■ **解くべき設問**:
A: 小説『海の見える街』の紹介文で名前が挙がっている人物を、登場順にすべて挙げてください。
B: 小説『海の見える街』の紹介文を、「2013-05-09 05:26:00 | ノンジャンル」を含む箇所から書き始め、「いなと思ってしまうのでした。」の後で止めて、そのまま書き写す。

2013-05-09 05:26:00 | ノンジャンル
 北上次郎さんがテレビで推薦していた、畑野智美さんの'12年作品『海の見える街』を読みました。4章からなる小説です。
 「マメルリハ」では、海の見える街の図書館司書として働く30過ぎの僕・本田の元に、産休で休んでいる和泉さんの代わりとして、派遣社員の春香ちゃんがやってきます。彼女はハイヒールにミニスカートといった姿で、わがまま放題でしたが、見かけがかわいいせいで男性職員らに甘やかされ、女性に囲まれて受け身で育った僕も、彼女に強く出られると、フリーズしてしまいます。既婚の姉と妹に実家に呼び出された僕は、母が1階のテナントをカレー屋として貸しているインド人と再婚するつもりであることを知らされます。春香ちゃんは先輩で25歳の日野さんと本の扱い方をめぐってケンカし、僕はその日野さんに告白されますが、妹のようなものとして日野さんのことを大切に思っていた僕は、その場で断ってしまいます。ある日、春香ちゃんに近所の店を案内してほしいと言われ、一緒に歩いていると、春香ちゃんの恋人らしき男に出会い、いきなり暴力を振るわれ、その場で失神してしまいます。目覚めて病院から1人で自宅のアパートに戻ると、しばらくして春香ちゃんがやって来ますが、彼女が勝手にドアを開けてしまい、僕が大切に育てていたインコのマメルリハのマメちゃんがドアから外で出ていってしまいます。捕まえようとして2階から落ちそうになった春香ちゃんを抱きとめると、僕は彼女をそのまま抱きしめたいなと思ってしまうのでした。

■ **データセット項目**:
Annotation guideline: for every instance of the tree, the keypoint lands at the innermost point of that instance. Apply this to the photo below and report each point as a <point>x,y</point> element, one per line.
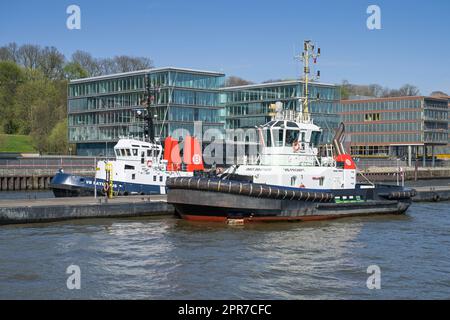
<point>87,62</point>
<point>439,94</point>
<point>9,52</point>
<point>73,70</point>
<point>11,76</point>
<point>409,90</point>
<point>127,63</point>
<point>29,55</point>
<point>233,81</point>
<point>51,62</point>
<point>57,141</point>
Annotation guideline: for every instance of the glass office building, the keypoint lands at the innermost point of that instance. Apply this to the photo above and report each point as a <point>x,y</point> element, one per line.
<point>248,106</point>
<point>396,127</point>
<point>102,109</point>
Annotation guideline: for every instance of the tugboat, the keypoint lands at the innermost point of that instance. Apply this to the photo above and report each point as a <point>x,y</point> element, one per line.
<point>139,167</point>
<point>292,181</point>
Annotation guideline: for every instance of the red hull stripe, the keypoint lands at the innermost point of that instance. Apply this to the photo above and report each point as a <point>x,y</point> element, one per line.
<point>260,219</point>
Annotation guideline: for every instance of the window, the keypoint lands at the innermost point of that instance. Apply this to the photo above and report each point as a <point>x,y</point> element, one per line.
<point>293,181</point>
<point>372,117</point>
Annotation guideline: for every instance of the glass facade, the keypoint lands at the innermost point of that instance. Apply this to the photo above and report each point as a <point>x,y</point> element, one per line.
<point>377,126</point>
<point>101,110</point>
<point>248,106</point>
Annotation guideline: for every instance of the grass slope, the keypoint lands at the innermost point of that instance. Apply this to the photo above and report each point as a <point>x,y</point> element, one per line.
<point>15,143</point>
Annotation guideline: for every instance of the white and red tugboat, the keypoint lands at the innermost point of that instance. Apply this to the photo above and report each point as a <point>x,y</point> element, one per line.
<point>292,181</point>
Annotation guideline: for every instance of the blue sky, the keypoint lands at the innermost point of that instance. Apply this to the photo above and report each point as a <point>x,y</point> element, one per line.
<point>253,39</point>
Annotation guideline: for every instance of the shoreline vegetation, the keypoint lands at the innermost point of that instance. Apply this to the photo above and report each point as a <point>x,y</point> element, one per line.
<point>33,93</point>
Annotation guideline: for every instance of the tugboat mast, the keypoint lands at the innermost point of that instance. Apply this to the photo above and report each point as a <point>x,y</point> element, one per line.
<point>309,52</point>
<point>151,92</point>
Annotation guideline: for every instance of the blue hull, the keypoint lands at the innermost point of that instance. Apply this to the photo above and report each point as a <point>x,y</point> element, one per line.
<point>68,185</point>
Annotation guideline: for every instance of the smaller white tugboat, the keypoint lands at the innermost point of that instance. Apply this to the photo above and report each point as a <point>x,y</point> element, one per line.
<point>291,181</point>
<point>139,168</point>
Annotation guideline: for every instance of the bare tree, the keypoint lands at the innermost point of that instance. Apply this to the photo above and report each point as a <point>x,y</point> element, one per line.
<point>9,52</point>
<point>87,62</point>
<point>439,94</point>
<point>29,55</point>
<point>127,63</point>
<point>409,90</point>
<point>107,66</point>
<point>51,62</point>
<point>232,81</point>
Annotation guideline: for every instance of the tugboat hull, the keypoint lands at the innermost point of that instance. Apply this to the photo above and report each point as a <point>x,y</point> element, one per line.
<point>222,206</point>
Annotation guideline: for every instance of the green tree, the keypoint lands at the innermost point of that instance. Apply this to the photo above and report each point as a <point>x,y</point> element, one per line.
<point>11,76</point>
<point>57,140</point>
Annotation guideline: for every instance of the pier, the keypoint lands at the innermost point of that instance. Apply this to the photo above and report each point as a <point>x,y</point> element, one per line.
<point>58,209</point>
<point>35,172</point>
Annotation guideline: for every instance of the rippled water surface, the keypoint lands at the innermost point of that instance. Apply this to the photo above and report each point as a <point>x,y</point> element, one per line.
<point>167,258</point>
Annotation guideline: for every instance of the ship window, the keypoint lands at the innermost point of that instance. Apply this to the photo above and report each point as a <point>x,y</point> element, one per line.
<point>267,138</point>
<point>293,181</point>
<point>291,136</point>
<point>302,136</point>
<point>315,138</point>
<point>277,137</point>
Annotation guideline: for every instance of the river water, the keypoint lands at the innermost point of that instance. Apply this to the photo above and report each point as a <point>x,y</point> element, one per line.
<point>167,258</point>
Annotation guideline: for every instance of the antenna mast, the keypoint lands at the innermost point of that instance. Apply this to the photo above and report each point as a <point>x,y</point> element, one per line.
<point>309,52</point>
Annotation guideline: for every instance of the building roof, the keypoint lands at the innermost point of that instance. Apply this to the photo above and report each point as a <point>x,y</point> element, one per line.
<point>392,99</point>
<point>278,83</point>
<point>144,71</point>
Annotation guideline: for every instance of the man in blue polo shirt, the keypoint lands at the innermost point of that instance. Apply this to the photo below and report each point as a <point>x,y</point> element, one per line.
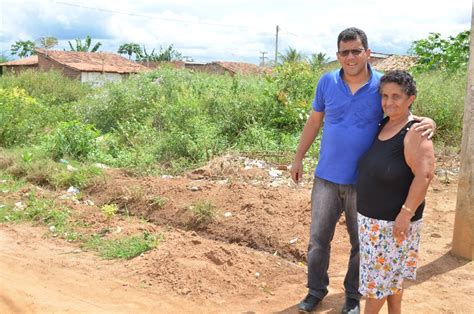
<point>349,102</point>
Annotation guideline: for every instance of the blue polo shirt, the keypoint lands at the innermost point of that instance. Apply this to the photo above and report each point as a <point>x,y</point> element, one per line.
<point>350,124</point>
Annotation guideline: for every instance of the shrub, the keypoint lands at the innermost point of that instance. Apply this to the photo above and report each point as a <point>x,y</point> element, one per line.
<point>20,121</point>
<point>73,139</point>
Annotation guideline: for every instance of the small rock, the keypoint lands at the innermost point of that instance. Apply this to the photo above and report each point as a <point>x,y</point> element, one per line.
<point>20,205</point>
<point>89,203</point>
<point>185,291</point>
<point>73,190</point>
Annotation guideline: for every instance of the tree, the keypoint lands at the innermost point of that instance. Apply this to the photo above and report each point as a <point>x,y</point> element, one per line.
<point>23,48</point>
<point>48,42</point>
<point>436,52</point>
<point>291,56</point>
<point>79,46</point>
<point>167,54</point>
<point>318,59</point>
<point>3,58</point>
<point>129,49</point>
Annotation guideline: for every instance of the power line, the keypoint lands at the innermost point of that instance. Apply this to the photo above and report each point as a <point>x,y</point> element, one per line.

■ **各設問の解答**:
A: 北上次郎さん、畑野智美さん、本田、和泉さん、春香ちゃん、日野さん

B:
2013-05-09 05:26:00 | ノンジャンル
 北上次郎さんがテレビで推薦していた、畑野智美さんの'12年作品『海の見える街』を読みました。4章からなる小説です。
 「マメルリハ」では、海の見える街の図書館司書として働く30過ぎの僕・本田の元に、産休で休んでいる和泉さんの代わりとして、派遣社員の春香ちゃんがやってきます。彼女はハイヒールにミニスカートといった姿で、わがまま放題でしたが、見かけがかわいいせいで男性職員らに甘やかされ、女性に囲まれて受け身で育った僕も、彼女に強く出られると、フリーズしてしまいます。既婚の姉と妹に実家に呼び出された僕は、母が1階のテナントをカレー屋として貸しているインド人と再婚するつもりであることを知らされます。春香ちゃんは先輩で25歳の日野さんと本の扱い方をめぐってケンカし、僕はその日野さんに告白されますが、妹のようなものとして日野さんのことを大切に思っていた僕は、その場で断ってしまいます。ある日、春香ちゃんに近所の店を案内してほしいと言われ、一緒に歩いていると、春香ちゃんの恋人らしき男に出会い、いきなり暴力を振るわれ、その場で失神してしまいます。目覚めて病院から1人で自宅のアパートに戻ると、しばらくして春香ちゃんがやって来ますが、彼女が勝手にドアを開けてしまい、僕が大切に育てていたインコのマメルリハのマメちゃんがドアから外で出ていってしまいます。捕まえようとして2階から落ちそうになった春香ちゃんを抱きとめると、僕は彼女をそのまま抱きしめたいなと思ってしまうのでした。